**Extract to read:**
+--

Client: Prof. Marc Dryer
Media: Adobe Photoshop, Adobe Illustrator, Adobe After Effects

Format: Online video

Audience: Lay audience

Date: 2020


The objective of this project was to produce a 2D animation in After Effects, and I was given a lot of freedom. I chose the subject of aquatic camouflage as it was a very visual topic, with many potential ways to creatively depict each camouflage method. I decided that the audience would be a general lay-audience as the animation needed to be short, and I wanted to touch on a variety of methods while crafting a concise narrative. I was inspired by scientific narrative animations on YouTube, such as those from Kurzgesagt.




I decided to craft the narrative around a central point of intrigue: The unique visual traits of an underwater environment. Camouflaged animals hide against their background - so what if there's nothing substantial to hide against?

The narrative structure was then split up into four parts:

1) An introduction with familiar examples
2) Posing the question of intrigue
3) Answering the question with unique methods of camouflage
4) A conclusion with call-backs to book-end the piece


A major theme throughout the story, and one that guides the order of storytelling, is the descending water depth. The differing features and diminishing light levels mean that distinct camouflage methods are found at each depth range.

+--

**Written instruction 1:**
List the four parts of the narrative structure in the description of the camouflage animation.
**Written instruction 2:**
Reproduce the records starting at the line that has "the curb, given" and ending after the line that has "(1457, 330)".
The records below have no connection to the text.

**Provided records:**
+--

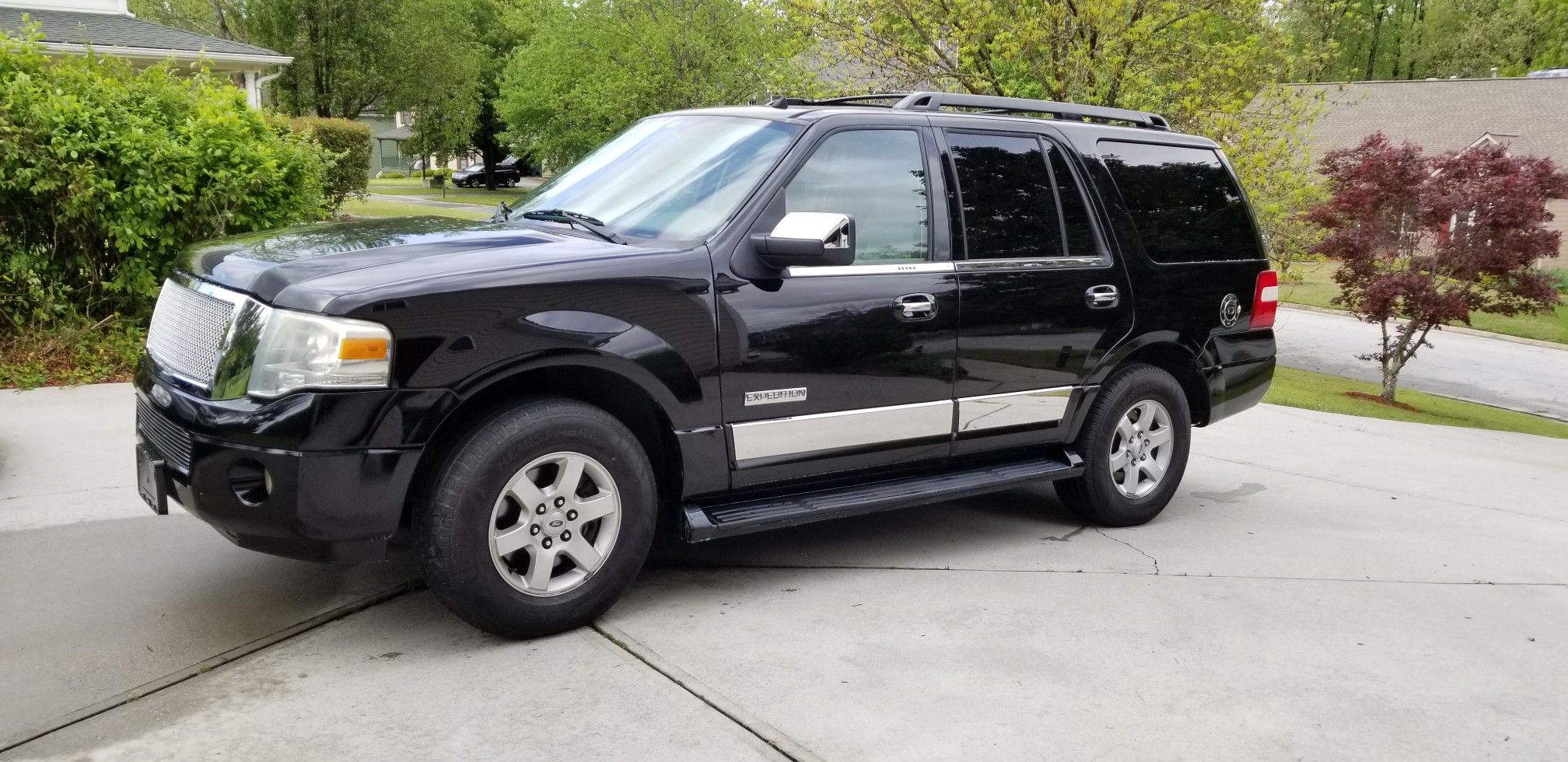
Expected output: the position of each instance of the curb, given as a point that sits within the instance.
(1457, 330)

+--

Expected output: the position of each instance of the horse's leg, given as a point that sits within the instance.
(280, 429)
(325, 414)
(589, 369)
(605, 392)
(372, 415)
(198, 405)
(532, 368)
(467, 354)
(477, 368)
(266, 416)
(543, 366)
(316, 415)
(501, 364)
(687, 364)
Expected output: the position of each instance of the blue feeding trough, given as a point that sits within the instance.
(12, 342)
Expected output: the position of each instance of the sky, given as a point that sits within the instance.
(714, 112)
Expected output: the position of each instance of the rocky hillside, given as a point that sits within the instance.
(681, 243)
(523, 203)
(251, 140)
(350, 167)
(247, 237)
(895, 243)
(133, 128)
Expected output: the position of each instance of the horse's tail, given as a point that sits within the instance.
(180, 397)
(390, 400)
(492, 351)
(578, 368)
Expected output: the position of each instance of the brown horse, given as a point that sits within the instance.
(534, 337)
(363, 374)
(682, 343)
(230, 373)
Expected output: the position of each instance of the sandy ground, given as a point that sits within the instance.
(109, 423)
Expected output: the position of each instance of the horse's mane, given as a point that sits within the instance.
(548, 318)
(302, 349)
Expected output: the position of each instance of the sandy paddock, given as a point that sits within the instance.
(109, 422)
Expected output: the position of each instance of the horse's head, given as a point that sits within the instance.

+--

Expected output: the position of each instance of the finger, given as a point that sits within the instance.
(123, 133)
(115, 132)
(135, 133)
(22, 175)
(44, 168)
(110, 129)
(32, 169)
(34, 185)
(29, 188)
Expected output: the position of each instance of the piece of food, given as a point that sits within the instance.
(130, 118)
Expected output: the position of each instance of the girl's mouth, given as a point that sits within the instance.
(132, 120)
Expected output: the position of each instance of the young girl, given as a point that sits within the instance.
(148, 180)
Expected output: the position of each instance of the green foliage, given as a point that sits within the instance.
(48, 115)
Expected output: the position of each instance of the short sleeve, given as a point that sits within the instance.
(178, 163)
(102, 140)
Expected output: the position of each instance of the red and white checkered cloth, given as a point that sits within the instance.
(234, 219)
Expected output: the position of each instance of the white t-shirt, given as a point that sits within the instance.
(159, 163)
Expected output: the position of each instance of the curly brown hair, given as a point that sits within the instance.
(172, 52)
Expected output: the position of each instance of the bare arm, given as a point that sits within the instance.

+--

**Complete output 1:**
1) An introduction with familiar examples
2) Posing the question of intrigue
3) Answering the question with unique methods of camouflage
4) A conclusion with call-backs to book-end the piece

**Complete output 2:**
Expected output: the position of each instance of the curb, given as a point that sits within the instance.
(1457, 330)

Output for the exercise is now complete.